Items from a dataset

--------------------

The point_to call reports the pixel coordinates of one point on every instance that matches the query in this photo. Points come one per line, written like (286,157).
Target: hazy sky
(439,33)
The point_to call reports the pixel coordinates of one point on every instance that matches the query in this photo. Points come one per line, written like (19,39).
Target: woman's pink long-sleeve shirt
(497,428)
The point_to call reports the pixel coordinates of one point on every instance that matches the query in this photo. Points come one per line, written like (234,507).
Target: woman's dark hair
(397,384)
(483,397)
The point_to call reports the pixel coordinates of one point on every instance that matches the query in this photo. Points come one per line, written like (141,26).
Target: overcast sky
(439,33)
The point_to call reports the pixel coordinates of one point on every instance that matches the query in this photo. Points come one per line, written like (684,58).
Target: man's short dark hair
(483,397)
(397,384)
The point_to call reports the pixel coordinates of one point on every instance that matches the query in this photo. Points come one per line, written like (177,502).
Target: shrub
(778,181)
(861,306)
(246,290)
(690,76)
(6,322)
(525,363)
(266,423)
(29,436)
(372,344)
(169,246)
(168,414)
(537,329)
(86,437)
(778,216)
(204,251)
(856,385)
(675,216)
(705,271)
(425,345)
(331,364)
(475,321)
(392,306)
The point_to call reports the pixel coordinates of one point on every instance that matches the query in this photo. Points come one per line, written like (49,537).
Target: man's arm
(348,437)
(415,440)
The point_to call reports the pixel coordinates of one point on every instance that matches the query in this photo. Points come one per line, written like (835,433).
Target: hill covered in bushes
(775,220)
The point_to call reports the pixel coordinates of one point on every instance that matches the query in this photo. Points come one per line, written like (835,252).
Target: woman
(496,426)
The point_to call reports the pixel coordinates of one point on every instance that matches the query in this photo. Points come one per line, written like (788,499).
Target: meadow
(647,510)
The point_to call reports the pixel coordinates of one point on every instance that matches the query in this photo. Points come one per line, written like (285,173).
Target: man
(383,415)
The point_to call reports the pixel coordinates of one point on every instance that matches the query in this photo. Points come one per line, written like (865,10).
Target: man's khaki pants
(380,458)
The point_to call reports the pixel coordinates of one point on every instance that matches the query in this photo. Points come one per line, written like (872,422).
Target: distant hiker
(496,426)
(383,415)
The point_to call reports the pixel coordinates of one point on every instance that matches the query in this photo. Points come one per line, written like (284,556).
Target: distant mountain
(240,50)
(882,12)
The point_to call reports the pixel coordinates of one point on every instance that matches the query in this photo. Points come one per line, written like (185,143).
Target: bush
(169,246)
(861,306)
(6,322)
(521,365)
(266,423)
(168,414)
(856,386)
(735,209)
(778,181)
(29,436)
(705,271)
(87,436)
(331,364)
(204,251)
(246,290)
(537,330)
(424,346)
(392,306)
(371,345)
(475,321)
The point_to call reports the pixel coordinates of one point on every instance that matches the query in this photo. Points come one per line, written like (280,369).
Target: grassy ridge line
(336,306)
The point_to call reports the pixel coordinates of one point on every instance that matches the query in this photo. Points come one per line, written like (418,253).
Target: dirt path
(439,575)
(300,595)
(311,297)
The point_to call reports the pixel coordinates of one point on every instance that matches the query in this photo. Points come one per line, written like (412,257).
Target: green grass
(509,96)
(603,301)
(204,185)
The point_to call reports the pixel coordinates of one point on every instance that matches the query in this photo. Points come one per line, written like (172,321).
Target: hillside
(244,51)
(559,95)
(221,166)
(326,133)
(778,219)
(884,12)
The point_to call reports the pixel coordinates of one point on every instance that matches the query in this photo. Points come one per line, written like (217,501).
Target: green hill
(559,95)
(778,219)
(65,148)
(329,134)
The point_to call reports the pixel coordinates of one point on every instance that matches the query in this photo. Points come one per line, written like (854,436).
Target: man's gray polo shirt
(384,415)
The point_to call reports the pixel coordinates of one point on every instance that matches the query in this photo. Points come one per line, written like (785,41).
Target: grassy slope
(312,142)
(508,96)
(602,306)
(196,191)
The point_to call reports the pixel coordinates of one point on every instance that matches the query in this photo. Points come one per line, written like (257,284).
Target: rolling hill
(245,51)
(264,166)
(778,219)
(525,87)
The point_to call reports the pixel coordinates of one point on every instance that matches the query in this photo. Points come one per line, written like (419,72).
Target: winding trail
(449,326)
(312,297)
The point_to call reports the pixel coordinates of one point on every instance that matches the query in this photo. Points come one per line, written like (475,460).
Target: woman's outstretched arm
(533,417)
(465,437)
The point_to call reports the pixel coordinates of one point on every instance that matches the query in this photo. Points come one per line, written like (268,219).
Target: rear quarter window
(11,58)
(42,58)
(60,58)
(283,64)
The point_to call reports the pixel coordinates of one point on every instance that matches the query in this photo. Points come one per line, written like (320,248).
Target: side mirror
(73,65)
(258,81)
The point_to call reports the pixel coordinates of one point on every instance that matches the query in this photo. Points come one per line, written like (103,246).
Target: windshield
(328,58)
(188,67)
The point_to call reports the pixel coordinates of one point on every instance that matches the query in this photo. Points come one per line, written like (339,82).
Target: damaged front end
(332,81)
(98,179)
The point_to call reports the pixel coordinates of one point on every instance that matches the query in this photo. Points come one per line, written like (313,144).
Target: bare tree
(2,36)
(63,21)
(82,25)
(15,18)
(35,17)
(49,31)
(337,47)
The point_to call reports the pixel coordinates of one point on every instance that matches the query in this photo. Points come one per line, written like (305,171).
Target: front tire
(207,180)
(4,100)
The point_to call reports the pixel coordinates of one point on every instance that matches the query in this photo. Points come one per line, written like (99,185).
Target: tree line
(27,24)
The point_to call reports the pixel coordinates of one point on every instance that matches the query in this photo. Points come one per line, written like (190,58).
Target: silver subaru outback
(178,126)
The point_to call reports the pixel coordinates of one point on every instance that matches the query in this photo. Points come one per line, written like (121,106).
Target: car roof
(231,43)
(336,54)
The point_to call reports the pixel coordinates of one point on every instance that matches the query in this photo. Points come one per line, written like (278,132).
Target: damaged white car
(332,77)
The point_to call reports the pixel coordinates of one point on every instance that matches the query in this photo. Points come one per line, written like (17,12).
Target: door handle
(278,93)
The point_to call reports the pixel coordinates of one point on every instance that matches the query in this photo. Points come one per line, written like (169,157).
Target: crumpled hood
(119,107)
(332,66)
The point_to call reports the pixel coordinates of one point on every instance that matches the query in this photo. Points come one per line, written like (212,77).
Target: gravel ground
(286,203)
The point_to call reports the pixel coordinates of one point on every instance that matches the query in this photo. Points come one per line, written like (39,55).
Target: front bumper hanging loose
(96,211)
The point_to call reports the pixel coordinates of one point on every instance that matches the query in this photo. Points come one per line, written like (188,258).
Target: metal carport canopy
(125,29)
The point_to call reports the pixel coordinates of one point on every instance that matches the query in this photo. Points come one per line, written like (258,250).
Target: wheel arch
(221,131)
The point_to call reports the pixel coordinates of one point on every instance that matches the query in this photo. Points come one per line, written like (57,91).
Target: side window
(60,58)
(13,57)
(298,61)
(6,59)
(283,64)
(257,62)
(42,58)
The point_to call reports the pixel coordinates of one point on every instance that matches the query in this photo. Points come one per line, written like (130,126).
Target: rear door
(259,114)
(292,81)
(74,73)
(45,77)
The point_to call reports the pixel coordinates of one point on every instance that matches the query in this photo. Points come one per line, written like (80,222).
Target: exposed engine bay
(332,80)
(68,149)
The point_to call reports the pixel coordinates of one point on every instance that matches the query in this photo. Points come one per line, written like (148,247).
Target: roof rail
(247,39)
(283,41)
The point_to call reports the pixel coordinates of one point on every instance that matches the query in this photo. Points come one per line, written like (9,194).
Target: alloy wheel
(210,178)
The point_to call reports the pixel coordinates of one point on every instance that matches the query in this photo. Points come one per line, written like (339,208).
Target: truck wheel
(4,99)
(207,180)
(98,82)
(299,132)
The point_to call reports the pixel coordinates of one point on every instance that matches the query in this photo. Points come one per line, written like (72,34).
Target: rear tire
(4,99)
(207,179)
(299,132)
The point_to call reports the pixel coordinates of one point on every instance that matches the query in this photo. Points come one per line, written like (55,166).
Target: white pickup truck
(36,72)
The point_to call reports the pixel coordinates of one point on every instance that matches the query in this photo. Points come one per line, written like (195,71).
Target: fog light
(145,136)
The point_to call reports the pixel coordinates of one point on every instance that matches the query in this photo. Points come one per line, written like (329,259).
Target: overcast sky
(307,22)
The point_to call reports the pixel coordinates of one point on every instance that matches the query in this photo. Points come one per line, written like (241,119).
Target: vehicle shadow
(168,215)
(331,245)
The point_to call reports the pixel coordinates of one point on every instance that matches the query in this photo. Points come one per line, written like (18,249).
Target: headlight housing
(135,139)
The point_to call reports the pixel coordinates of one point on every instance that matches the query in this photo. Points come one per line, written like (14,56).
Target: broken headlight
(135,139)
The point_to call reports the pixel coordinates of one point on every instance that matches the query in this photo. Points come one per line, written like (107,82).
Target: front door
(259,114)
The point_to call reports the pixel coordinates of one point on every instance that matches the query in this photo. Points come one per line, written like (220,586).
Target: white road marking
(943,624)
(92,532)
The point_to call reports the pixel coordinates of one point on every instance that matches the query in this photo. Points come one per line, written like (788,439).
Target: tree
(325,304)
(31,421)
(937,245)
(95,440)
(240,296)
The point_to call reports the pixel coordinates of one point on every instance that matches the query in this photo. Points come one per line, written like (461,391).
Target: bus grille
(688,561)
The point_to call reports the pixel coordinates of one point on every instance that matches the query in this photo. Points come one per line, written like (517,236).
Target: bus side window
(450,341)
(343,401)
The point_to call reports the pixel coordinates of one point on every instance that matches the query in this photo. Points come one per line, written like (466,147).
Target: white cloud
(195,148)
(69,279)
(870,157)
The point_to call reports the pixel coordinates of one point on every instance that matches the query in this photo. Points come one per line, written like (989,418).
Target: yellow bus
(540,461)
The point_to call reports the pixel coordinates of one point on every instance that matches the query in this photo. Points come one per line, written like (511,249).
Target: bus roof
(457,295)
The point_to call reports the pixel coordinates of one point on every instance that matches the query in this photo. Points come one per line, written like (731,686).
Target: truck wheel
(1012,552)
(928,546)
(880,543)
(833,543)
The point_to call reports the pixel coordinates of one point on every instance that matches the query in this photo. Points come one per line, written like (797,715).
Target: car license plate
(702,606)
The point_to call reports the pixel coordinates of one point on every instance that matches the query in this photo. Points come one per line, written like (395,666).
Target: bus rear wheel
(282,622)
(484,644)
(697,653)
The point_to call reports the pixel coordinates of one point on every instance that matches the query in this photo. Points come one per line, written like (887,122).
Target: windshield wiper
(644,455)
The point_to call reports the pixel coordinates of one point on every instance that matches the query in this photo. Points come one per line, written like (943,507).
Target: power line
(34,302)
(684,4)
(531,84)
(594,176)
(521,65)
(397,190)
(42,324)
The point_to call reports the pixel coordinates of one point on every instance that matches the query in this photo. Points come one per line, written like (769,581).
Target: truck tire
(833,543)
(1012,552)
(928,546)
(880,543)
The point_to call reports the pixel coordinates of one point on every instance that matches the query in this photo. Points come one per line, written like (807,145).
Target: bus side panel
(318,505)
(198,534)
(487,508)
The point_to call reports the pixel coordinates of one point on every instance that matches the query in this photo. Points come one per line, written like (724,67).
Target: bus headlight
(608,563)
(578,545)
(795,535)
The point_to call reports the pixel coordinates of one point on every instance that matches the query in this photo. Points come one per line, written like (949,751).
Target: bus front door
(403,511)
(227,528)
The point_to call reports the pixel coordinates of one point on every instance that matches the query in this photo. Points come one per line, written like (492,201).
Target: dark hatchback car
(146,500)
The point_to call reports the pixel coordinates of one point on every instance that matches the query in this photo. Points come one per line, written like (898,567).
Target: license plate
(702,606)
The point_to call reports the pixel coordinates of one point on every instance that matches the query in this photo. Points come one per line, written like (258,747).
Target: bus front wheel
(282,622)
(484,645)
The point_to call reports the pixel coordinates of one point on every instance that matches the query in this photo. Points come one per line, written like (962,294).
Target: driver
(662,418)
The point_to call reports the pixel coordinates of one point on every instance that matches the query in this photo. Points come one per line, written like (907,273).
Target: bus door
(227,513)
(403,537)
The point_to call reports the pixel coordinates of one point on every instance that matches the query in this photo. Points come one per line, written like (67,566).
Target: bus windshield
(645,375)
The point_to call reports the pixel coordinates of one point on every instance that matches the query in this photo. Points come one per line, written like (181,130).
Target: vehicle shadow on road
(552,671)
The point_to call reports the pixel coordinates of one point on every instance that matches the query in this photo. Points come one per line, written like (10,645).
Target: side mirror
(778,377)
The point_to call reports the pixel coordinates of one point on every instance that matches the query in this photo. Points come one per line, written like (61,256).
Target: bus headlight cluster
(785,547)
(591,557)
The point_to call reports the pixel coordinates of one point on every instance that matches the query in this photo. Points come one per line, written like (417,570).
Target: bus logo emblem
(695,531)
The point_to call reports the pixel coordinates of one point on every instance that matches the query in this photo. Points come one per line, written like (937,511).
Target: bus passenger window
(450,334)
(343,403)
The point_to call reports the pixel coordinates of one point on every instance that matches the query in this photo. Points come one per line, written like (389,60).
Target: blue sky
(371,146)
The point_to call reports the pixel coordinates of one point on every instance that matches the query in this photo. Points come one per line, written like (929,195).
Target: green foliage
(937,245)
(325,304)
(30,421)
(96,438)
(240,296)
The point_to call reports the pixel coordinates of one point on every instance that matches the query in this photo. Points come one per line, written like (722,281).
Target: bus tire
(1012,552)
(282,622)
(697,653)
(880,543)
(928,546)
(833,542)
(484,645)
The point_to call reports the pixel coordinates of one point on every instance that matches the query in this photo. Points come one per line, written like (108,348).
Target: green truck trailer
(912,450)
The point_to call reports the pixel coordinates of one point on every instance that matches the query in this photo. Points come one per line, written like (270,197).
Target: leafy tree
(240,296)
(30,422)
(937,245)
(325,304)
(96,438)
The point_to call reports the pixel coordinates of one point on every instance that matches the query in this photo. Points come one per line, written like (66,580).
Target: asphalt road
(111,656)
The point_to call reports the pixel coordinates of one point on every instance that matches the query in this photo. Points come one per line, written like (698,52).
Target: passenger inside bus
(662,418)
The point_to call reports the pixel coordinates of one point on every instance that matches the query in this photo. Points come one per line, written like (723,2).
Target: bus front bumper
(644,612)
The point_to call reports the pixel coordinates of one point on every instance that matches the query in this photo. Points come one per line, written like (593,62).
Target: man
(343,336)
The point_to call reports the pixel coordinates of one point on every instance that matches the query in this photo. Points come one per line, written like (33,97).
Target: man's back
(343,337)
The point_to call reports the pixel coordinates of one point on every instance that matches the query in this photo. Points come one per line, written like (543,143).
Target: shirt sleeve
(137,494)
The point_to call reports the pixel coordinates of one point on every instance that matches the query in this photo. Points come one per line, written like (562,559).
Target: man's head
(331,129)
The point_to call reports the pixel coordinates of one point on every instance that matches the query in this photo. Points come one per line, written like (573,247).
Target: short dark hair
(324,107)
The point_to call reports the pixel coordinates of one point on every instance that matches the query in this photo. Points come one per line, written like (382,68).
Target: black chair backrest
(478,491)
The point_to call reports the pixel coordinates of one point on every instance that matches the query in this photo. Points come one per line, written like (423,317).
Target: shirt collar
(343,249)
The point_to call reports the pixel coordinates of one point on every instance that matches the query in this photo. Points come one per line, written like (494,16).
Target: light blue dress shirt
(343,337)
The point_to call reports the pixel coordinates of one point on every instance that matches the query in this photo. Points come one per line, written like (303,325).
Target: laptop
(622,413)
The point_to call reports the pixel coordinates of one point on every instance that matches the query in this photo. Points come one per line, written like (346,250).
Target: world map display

--------------------

- **Exercise**
Start with the line above that contains "Target: windshield wiper" and stop after the line that contains "written like (962,294).". Output those lines exactly, and only those.

- **Solved exercise**
Target: windshield wiper
(644,455)
The point_to call reports the pixel coordinates of one point on every instance that matches the query in this photo. Points come one per line, written like (943,507).
Target: power line
(34,302)
(684,4)
(531,84)
(594,176)
(521,65)
(397,190)
(42,324)
The point_to call reports the pixel coordinates of one point on every instance that matches the query in this photo. Points come one per line, written like (769,581).
Target: truck tire
(833,543)
(1012,552)
(928,546)
(880,543)
The point_to call reports the pixel coordinates of one point on every instance that matches the query in this photo. Points come one per line, written like (807,145).
Target: bus side panel
(318,505)
(198,534)
(487,508)
The point_to call reports the pixel coordinates of one point on every instance that matches the query in this photo. Points come one per line, written like (724,67).
Target: bus headlight
(608,563)
(578,545)
(795,535)
The point_to call reports the pixel coordinates of one point on every instance that matches the query in this photo. Points come one per line, written like (949,751).
Target: bus front door
(403,511)
(227,528)
The point_to call reports the pixel coordinates of one point on every instance that matches the query in this photo. Points come one per line, written like (492,201).
Target: dark hatchback car
(146,500)
The point_to call reports the pixel coordinates of one point on every instance that matches the query in this photo. Points come one per line, written like (898,567).
Target: license plate
(702,606)
The point_to call reports the pixel coordinates of one point on every instance that matches the query in this photo. Points come one per line, written like (258,747).
Target: bus front wheel
(282,622)
(484,645)
The point_to call reports the pixel coordinates of one point on every instance that matches the query in this photo. Points come one per line, written like (962,294).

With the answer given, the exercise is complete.